* START *
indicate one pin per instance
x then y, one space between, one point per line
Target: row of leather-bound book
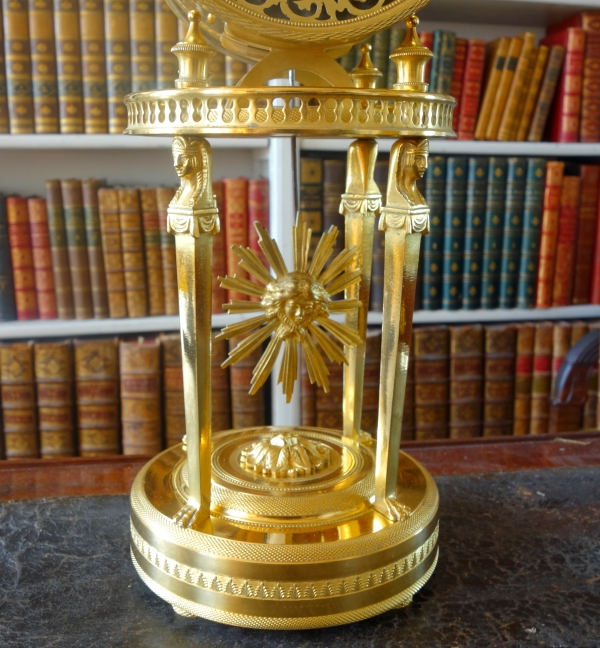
88 251
65 66
505 232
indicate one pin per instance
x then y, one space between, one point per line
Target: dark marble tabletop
519 566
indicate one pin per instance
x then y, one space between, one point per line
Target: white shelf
470 147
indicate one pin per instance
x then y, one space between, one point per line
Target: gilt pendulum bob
293 527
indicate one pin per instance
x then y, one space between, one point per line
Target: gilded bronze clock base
293 541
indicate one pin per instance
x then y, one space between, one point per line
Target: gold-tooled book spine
93 233
19 89
54 379
542 378
72 199
132 243
43 66
370 402
523 379
59 251
93 66
246 410
110 227
118 62
68 55
498 397
17 387
167 251
431 382
97 396
466 379
154 275
143 55
141 420
166 36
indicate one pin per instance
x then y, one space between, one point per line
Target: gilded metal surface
296 308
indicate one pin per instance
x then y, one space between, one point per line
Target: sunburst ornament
296 307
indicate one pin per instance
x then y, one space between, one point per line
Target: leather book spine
59 251
549 233
43 66
110 228
118 62
586 232
545 97
236 227
376 295
433 243
22 258
246 410
8 309
97 396
258 210
466 380
564 118
523 379
93 66
17 387
512 231
458 77
68 58
19 86
165 26
498 397
42 258
471 90
132 245
454 231
154 276
492 233
53 362
72 199
311 197
141 420
167 251
564 273
431 382
542 378
530 240
474 228
532 92
93 234
143 55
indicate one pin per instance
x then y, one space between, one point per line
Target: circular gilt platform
306 112
293 540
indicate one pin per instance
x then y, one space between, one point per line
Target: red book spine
236 227
22 258
564 118
564 271
42 258
258 210
458 75
586 232
548 237
471 90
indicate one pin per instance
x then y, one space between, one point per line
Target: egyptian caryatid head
191 159
412 166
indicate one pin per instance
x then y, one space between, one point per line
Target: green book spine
446 62
454 231
530 240
512 231
433 243
474 222
492 235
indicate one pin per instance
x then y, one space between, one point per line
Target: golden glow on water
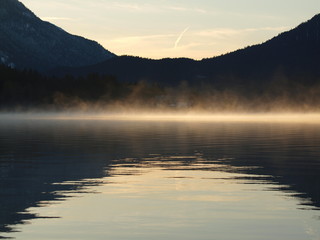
313 118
* END *
**WHAT THE TASK REQUIRES**
Write out every entry again word for word, without any of the pictures.

**TASK RESULT**
indicate one pin per instance
x then y, one space between, one point per line
Target: row of leather-bound book
88 251
65 66
505 232
indicate one pin per instance
x then y, one space between, one point per line
Target: dark marble tabletop
519 566
indicate one pin per instance
x then y, one space between, one point per line
Target: white shelf
470 147
indicate one pin per instance
x then y, one space between, one point per line
Target: gilt pendulum bob
293 527
indicate one pin per instance
x then y, one space between, one point per line
Target: gilded bronze clock base
293 541
indicate one pin per instance
x then y, one space between, one point per line
Target: gold-tooled book spine
93 233
19 89
54 379
542 378
72 199
132 243
43 66
370 402
523 379
59 251
93 66
246 410
110 227
118 62
68 55
498 397
17 387
167 251
431 382
97 396
466 379
154 275
143 55
141 420
166 36
indicate one pin per instance
x then y, one space between, one point per line
Target: gilded metal surface
296 308
indicate one pin per instance
x then y, one space between, one point per line
Target: sunburst ornament
296 307
indicate one pin per instance
x then y, one space between, one point per line
Target: leather book spine
59 251
549 233
43 66
110 228
118 62
586 232
545 97
236 227
376 295
433 243
22 258
246 410
8 309
97 396
258 210
466 380
564 118
523 379
93 66
17 387
512 231
458 77
68 58
19 86
165 26
498 397
42 258
471 90
132 245
454 231
154 276
492 233
53 362
72 199
311 197
141 420
167 251
564 273
431 382
542 378
530 240
474 228
532 92
93 234
143 55
indicate one pin per instance
x then y, one space between, one point per line
Target: circular gilt platform
306 112
293 540
indicate one pin per instance
x then y, one space between, one point per line
Target: red book spine
236 227
22 258
564 118
564 271
42 258
258 210
458 75
586 232
548 237
471 90
indicate one pin per instance
x then y, one space between, one point per line
Target: egyptian caryatid head
191 159
412 166
indicate one pin per instance
x then y, one space between, one point per line
Target: green book spine
446 62
454 231
530 240
512 231
433 243
474 222
492 235
indicate one pin per instance
x then y, one space between, one point per line
Target: golden glow on water
313 118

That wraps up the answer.